• Given records:

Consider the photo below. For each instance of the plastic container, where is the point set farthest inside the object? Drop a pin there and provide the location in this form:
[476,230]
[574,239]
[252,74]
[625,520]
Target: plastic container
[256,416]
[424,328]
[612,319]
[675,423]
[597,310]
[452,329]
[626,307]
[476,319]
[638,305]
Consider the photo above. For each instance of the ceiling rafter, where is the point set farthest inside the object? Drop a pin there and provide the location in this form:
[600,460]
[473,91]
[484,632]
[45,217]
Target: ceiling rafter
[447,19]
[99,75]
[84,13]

• Exercise brief: Extract the full listing and reproduce each line exactly.

• Result of the exercise:
Consider the photo below. For each instance of the plastic container, where is the point set farthest inside the object? Drop a pin there and provide the location in this form:
[476,230]
[574,239]
[252,74]
[625,520]
Target: plastic container
[256,416]
[424,328]
[612,319]
[675,423]
[597,310]
[452,329]
[626,307]
[476,319]
[638,305]
Consider the photo above. For each instance of the ceiling rafter, where is the point set farthest inside the object? Drop a pin there and provide the location in this form:
[600,460]
[473,91]
[484,632]
[45,217]
Target: ceiling rafter
[447,19]
[99,75]
[84,13]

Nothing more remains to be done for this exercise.